Work request
Would you retype every entry that follows without altering a word?

[[ Records for this exercise, beginning ]]

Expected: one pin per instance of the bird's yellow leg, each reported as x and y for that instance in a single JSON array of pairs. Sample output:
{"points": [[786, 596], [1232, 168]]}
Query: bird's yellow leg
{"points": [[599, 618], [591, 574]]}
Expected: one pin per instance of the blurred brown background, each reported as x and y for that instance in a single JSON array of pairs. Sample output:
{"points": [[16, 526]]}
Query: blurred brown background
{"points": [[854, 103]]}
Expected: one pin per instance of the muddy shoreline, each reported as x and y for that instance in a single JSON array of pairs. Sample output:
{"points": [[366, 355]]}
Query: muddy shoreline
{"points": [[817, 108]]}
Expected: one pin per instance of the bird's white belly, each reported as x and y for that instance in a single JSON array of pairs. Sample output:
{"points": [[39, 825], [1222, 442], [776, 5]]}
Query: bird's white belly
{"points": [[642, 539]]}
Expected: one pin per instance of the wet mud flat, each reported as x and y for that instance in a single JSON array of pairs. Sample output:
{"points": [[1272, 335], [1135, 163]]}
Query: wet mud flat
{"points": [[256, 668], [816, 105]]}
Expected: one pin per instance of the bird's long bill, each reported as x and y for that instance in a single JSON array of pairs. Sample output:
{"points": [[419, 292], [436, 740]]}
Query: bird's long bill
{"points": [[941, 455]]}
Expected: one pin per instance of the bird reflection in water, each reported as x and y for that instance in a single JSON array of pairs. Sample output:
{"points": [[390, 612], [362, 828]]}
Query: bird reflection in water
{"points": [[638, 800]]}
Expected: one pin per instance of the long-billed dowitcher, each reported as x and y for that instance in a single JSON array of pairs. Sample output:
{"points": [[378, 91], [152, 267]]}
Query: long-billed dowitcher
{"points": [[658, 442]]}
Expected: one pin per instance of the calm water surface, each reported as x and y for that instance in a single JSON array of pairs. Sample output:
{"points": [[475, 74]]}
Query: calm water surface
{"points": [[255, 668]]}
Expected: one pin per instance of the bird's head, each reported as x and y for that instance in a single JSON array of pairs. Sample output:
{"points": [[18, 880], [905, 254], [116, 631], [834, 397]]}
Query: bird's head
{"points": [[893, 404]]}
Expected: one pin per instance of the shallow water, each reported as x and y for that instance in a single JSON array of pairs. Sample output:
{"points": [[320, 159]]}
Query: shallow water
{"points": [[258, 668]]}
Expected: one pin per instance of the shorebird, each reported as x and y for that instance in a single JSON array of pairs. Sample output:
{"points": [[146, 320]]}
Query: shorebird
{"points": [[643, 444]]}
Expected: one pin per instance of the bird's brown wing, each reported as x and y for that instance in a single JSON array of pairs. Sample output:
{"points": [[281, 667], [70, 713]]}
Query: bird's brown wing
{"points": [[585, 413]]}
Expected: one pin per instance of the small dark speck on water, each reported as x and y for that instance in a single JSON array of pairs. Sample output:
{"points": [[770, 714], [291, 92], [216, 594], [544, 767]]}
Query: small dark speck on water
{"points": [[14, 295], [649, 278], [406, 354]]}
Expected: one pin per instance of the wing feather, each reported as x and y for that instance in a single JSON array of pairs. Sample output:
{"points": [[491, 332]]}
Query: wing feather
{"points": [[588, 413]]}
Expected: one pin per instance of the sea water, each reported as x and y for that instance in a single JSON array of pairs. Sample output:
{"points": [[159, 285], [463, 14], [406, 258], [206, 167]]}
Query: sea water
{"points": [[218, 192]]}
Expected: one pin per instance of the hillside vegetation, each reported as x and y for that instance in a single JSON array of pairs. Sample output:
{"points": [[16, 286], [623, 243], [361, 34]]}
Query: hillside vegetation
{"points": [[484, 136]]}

[[ Records for this exercise, end ]]

Output
Expected: one pin per instance of the bird's yellow leg, each reported as x and y for that instance in a single JSON array of pairs. Sample output:
{"points": [[786, 596], [1232, 168]]}
Query: bird's yellow leg
{"points": [[599, 618], [591, 574]]}
Expected: one pin per instance of the blurred brown background, each reported as x and y for that instance in a single JSON array of pairs. Sample output:
{"points": [[16, 526]]}
Query: blurred brown background
{"points": [[854, 103]]}
Expected: one pin per instance of the muddy shoreline, each reported as x and y for that instance in a single JSON array of pairs. Sample output:
{"points": [[366, 355]]}
Query: muddy shoreline
{"points": [[817, 108]]}
Expected: one pin per instance of the bird's white belly, each reported as x and y for that instance in a single JSON array of pairs. Sample output:
{"points": [[39, 825], [1222, 442], [776, 5]]}
Query: bird's white belly
{"points": [[642, 539]]}
Expected: one pin per instance of the wet mud flat, each reported as x and y for that instance in a single JSON array of pairs. Sample output:
{"points": [[1272, 335], [1135, 163]]}
Query: wet mud flat
{"points": [[256, 668], [816, 105]]}
Expected: one pin per instance of the bird's long bill, each reported as x and y for that instance in a single JSON array of pairs. Sample output:
{"points": [[419, 292], [436, 740]]}
Query: bird's long bill
{"points": [[941, 455]]}
Expected: one pin per instance of the bird reflection in water, each reported as x and y for that instance in a single JSON array of pairs. Sample output:
{"points": [[390, 612], [362, 828]]}
Query: bird reflection in water
{"points": [[638, 800]]}
Expected: one pin per instance of the long-billed dowitcher, each reported as x and y for that instance in a single JSON array of pairs. Sample output:
{"points": [[378, 91], [152, 267]]}
Query: long-billed dowitcher
{"points": [[658, 442]]}
Expected: one pin per instance of the calm water surface, each reported as x and y for that instance in a single JSON array of pairs. Sample output:
{"points": [[475, 74]]}
Query: calm water surface
{"points": [[255, 668]]}
Expected: one pin per instance of the bird's head, each reported as x and y for that instance in a single JSON array of pairs. Sample output:
{"points": [[18, 880], [905, 254], [116, 631], [834, 397]]}
Query: bird's head
{"points": [[893, 404]]}
Expected: one pin per instance of the shallow water, each reported as x and y for that instance in a single JSON array of pairs. Sample output:
{"points": [[320, 159]]}
Query: shallow water
{"points": [[258, 668]]}
Expected: one pin per instance of the shorebird, each reported as x and y for that instance in a single JSON array of pairs. Sample output:
{"points": [[146, 320]]}
Query: shorebird
{"points": [[643, 444]]}
Expected: one pin per instance of the bird's brown wing, each reported as x and y for that instance in a single JSON array of pairs. Sample output:
{"points": [[281, 667], [70, 713]]}
Query: bird's brown wing
{"points": [[585, 413]]}
Expected: one pin per instance of the small dark speck on water, each reported as x and y for that instance in a single JSON array of pairs. Sample output:
{"points": [[770, 714], [291, 92], [216, 594], [544, 767]]}
Query: small dark speck on water
{"points": [[14, 295], [649, 278], [406, 354]]}
Expected: one pin per instance of the wing feather, each reported as x and y for that instance in a single JSON array of pairs. Sample output:
{"points": [[491, 332]]}
Query: wing feather
{"points": [[588, 413]]}
Expected: one pin per instance of the sea water, each reported as x and y for that instance in a single JSON array of pairs. Sample output:
{"points": [[159, 285], [463, 14], [406, 258], [206, 167]]}
Query: sea water
{"points": [[218, 192]]}
Expected: one pin per instance of the hillside vegetation, each reported as x and y for that instance in a single JSON array of pairs. Sample output:
{"points": [[16, 286], [623, 243], [361, 34]]}
Query: hillside vegetation
{"points": [[484, 136]]}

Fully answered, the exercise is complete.